• [READING TEXT]:
_____

Asbestos Victory in Belgium
A historic victory was achieved on Tuesday, March 28, 2017 when the Brussels Court of Appeal upheld a ruling condemning the Belgian asbestos multinational Eternit for the environmental asbestos exposure which killed Françoise Vannoorbeek-Jonckheere (age 66) in 2000.
In a 15-page judgment, the three judge panel concluded that Eternit had known asbestos was a carcinogenic substance since the 1970s but had failed to protect workers or local people from hazardous exposures as a result of which Françoise, who lived near the companys factory in Kapelle-op-den-Bos for decades, contracted the fatal asbestos cancer mesothelioma. Although the court slashed the €250,000 awarded to the family in 2011 to €25,000 on technical grounds, this decision is a triumphant endorsement of the human right to live a life free of contamination by deadly asbestos. Putting people before profits, this verdict sets a precedent that can be used by Eternit victims in countries such as Japan, the Congo, India and wherever Eternits asbestos operations compromised human health and the environment. Eternit has one month to appeal this decision to the Court of Cassation, Belgiums Supreme Court.
Years before her diagnosis, Françoises husband Pierre, an engineer at the Eternit factory, had died (1987) of the same asbestos cancer; he was only 59 years old. The news of her illness came as a huge blow to Françoise, the mother of five sons, who knew that her children had been exposed to the same substance and could also get sick. Her anger and determination to expose the wrongdoings of Eternit led her to refuse €42,000 in hush money from the company and, in 2000, to file a civil case against Eternit; this weeks verdict was the culmination of 17 years of legal proceedings that pitted a grieving family against the might and power of a huge multinational conglomerate. Unfortunately, Françoises fears for her children had been justified; her sons Pierre-Paul and Stéphane died from mesothelioma aged 43 and 44 in 2003 and 2009 respectively. Two of her surviving three sons have asymptomatic pleural plaques, markers of asbestos exposure; all of them live with the sword of Damocles over their heads.
The significance of the long-awaited decision by the Brussels court, which resulted from Eternits appealing a scathing and unfavorable 50-page 2011 judgment,1 was appreciated by campaigners from Belgium and abroad. Standing outside the Palace of Justice on March 28 were scores of delegates representing asbestos victims groups from France, Italy, Spain, Switzerland, Japan and Britain.

_____

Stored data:
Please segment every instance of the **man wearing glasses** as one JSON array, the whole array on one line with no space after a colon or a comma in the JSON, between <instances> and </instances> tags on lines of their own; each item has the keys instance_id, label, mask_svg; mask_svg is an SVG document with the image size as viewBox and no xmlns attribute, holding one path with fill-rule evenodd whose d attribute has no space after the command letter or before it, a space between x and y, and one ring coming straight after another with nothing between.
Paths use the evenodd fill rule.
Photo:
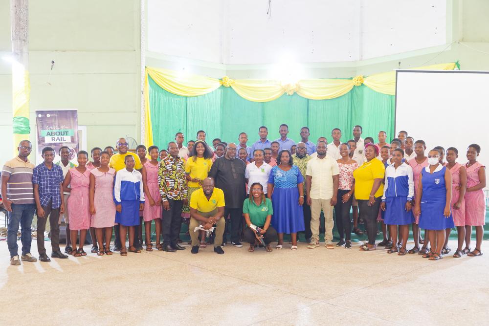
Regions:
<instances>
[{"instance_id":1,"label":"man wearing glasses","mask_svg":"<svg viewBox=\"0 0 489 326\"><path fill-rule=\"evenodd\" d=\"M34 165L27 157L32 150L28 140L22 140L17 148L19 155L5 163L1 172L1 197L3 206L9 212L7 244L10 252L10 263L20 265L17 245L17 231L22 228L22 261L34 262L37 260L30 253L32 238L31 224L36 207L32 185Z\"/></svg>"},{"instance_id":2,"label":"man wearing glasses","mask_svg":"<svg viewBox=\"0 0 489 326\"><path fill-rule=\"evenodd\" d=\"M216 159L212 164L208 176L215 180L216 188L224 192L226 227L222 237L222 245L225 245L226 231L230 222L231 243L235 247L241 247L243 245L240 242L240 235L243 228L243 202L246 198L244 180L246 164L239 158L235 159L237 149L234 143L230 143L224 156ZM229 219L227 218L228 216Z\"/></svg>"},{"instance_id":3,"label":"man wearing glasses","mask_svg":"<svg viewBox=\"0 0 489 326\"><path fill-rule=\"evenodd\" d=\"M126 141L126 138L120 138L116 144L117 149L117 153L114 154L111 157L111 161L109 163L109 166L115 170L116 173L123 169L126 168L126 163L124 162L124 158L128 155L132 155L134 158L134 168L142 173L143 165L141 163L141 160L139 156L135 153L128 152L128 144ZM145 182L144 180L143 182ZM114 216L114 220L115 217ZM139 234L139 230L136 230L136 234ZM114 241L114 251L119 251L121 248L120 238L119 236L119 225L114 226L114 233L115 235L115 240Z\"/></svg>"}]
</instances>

_____

• [ABOUT THIS EXERCISE]:
Continue the article about the Belgian asbestos ruling against Eternit from where it stops.

• [RESPONSE]:
At 10 a.m. the Jonckheere family entered the court with their lawyer Jan Fermon to receive a written copy of the verdict and to discuss its implications. Their supporters waited outside in the bright Brussels sunshine holding aloft national flags with the motto Eternit Justice blazoned across them.
Chieko Kosuge, whose husband and father-in-law died from exposure to Eternit asbestos in Japan.
Colorful banners, hand-written signs and placards affixed to scaffolding in front of the Court added to the visual display as did the bright green jackets worn by members of the Ardeche asbestos victims group and international colleagues presented with jackets in gestures of international solidarity.
Shortly after 10:30 a.m. the family and their lawyer exited the court building and Eric Jonckheere, Francoises son, read out a statement. The family had, he said, won the battle begun by Françoise for justice.
Eric Jonckheere reading out statement after the verdict.
Thanking the familys lawyer Jan Fermon, Eric condemned the failure of Eternit to accept its responsibility despite masses of evidence documenting corporate knowledge about the deadly consequences of asbestos exposures. The Emsens, Belgiums third richest family2 and the owners of Eternit were, Eric said, accountable to the injured and their families. The decisions made in the Belgian Eternit headquarters affected people all over the world who had worked for Eternit subsidiaries, bought Eternit products or lived near Eternit factories.3 The Emsens Asbestos Barons had a duty to make restitution; financing programs to support victims, decontaminate schools and remediate toxic asbestos waste dumps in Belgium and abroad would be a good place to start.
Lawyer Jan Fermon.
In remarks made to journalists outside the Court, lawyer Jan Fermon pointed out that the judges dismissed Eternits argument that the case had been time-barred: Eternit had, Fermon said to prove to the court, that the action was prescribed or that the company did not do it. The companys lawyers failed to do either. Asked about the reduction in the amount of damages, Fermon explained:
The [original] trial judge was of the opinion that the action had been brought by the whole family and that it should therefore be compensated as a whole According to the appeal court, the action was brought solely by Françoise Jonckheere and that she alone had to be compensated.
This case was never about money and on March 28 there was little concern expressed by the Jonckheeres about the damages. There was, however, a huge feeling of satisfaction that after such a long time, Françoises surviving sons had been able to keep their promise to their mother. It was, said Eric Jonckheere: a great day. This decision represents an enormous relief for us and we are fully satisfied since it recognizes the responsibility and the fault of the company. The fact that Eternit, a cornerstone of the economic, social and political life of Belgium for so many decades has been held to account for the damage done in its home country is a development of enormous import. Eternit asbestos victims around the world will be heartened and inspired by this news.
March 30, 2017
1 Waterman Y. Belgian Family Wins Historic Court Case against Eternit. 2011.
2 Who are the richest Belgians?
3 History of Etex [Eternit].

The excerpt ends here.